Data entries
==*==
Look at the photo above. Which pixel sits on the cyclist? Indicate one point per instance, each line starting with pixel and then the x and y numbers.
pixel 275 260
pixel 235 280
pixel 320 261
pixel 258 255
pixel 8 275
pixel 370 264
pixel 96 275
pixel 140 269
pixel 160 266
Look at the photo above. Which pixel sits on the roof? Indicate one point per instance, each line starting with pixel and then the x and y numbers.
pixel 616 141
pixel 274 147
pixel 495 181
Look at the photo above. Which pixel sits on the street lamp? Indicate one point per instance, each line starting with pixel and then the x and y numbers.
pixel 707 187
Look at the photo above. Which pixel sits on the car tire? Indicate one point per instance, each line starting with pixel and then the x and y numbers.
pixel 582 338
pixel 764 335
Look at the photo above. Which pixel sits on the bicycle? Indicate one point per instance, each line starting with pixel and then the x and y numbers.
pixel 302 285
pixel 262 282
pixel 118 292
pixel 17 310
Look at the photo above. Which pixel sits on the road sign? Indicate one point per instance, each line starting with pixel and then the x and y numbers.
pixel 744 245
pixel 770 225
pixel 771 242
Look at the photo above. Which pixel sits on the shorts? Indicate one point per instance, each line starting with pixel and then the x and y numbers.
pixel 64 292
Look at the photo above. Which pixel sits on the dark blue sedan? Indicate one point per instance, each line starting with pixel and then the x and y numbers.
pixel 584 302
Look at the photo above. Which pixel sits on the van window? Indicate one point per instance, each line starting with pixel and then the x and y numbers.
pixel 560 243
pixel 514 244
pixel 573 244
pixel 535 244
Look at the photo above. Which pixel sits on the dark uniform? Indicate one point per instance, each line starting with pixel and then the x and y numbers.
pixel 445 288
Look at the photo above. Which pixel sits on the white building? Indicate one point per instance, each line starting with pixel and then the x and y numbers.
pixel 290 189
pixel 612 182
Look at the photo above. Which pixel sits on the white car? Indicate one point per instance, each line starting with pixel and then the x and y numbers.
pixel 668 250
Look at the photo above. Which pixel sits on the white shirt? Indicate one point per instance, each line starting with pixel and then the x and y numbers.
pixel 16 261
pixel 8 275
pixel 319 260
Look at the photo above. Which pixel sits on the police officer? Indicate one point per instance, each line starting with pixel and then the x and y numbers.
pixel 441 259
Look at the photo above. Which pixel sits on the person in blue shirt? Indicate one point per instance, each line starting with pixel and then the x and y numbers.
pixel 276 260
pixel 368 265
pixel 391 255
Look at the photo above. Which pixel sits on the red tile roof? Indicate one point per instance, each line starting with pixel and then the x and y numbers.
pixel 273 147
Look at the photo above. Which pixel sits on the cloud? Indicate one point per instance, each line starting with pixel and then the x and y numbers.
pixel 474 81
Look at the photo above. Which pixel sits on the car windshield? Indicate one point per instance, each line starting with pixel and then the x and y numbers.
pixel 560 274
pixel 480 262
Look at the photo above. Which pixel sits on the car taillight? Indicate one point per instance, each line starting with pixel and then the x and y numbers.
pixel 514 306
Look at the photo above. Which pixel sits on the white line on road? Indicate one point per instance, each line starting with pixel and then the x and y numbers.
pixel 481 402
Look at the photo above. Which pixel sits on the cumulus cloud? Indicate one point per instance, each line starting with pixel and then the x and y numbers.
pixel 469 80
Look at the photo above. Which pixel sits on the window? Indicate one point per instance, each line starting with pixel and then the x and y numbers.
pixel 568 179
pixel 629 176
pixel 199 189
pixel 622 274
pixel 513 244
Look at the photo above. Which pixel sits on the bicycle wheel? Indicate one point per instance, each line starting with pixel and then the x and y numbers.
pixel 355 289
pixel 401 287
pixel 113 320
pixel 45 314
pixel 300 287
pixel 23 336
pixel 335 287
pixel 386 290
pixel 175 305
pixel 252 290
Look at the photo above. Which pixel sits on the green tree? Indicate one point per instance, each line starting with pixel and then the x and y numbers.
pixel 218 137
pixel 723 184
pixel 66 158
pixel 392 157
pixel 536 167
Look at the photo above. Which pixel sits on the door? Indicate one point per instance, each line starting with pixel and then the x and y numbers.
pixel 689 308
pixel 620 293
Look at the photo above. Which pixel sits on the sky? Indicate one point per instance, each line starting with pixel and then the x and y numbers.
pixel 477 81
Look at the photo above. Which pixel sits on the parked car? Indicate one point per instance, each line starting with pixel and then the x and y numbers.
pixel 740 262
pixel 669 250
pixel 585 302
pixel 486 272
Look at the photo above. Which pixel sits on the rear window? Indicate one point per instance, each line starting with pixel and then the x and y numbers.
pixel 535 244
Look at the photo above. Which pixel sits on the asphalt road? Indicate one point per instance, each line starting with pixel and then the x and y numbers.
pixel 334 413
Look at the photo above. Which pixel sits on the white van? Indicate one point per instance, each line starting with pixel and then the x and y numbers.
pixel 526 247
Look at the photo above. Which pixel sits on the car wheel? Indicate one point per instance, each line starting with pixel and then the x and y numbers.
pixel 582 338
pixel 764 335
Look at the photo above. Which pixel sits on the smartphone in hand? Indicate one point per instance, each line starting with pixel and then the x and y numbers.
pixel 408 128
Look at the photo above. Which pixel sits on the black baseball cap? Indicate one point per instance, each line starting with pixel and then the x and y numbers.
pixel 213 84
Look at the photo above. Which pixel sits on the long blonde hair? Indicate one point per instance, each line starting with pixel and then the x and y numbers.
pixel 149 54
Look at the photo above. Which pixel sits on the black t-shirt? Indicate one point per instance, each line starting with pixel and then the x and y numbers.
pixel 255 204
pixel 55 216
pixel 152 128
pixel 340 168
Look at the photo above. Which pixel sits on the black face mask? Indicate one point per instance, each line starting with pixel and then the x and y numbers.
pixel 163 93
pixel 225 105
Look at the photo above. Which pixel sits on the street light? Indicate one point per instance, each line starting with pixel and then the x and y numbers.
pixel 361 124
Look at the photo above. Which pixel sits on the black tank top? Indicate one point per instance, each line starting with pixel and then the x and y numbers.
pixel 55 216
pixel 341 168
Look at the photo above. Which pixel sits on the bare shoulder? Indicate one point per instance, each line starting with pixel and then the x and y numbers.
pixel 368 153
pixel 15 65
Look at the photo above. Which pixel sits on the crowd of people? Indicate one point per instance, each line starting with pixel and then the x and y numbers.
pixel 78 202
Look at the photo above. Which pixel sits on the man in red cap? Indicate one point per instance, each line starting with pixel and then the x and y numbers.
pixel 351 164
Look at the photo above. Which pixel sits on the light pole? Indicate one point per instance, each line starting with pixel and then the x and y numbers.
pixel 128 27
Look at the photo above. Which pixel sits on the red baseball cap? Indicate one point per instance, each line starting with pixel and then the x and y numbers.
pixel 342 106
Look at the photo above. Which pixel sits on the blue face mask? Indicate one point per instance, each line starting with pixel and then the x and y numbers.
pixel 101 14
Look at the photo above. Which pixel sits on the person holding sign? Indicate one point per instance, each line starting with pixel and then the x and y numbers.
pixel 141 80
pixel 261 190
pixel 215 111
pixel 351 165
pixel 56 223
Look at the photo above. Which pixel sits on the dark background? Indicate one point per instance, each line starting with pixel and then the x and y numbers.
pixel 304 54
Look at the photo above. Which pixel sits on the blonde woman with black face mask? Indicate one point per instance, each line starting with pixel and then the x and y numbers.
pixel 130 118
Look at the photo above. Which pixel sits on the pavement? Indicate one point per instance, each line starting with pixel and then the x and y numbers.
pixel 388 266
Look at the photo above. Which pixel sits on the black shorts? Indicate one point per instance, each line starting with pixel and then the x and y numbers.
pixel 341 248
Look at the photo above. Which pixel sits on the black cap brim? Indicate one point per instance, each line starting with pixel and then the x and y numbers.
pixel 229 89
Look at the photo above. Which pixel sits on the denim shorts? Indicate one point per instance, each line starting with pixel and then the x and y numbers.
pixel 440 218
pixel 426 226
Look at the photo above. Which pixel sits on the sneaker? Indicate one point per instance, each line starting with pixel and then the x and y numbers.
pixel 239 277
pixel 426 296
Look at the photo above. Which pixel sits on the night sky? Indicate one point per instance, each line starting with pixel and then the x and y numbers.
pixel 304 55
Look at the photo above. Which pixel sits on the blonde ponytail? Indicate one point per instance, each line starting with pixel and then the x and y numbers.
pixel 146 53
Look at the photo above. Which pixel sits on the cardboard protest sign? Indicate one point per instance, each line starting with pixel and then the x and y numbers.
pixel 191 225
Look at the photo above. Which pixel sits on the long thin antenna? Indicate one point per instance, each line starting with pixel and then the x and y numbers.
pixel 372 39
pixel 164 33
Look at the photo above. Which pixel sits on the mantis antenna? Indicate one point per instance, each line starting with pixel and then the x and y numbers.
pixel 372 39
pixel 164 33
==*==
TASK
Your answer must be the lines from the one that contains "the long thin" through the last line of the entries above, copied exactly, with no other lines.

ANSWER BELOW
Look at the photo above. Which pixel sits on the long thin antenna? Indicate one point per instance, each line starting with pixel and then the x and y numbers.
pixel 372 39
pixel 164 33
Look at the photo above. Which pixel sits on the mantis antenna? Indicate one point per instance, each line starting with pixel and then the x and y numbers.
pixel 372 39
pixel 164 33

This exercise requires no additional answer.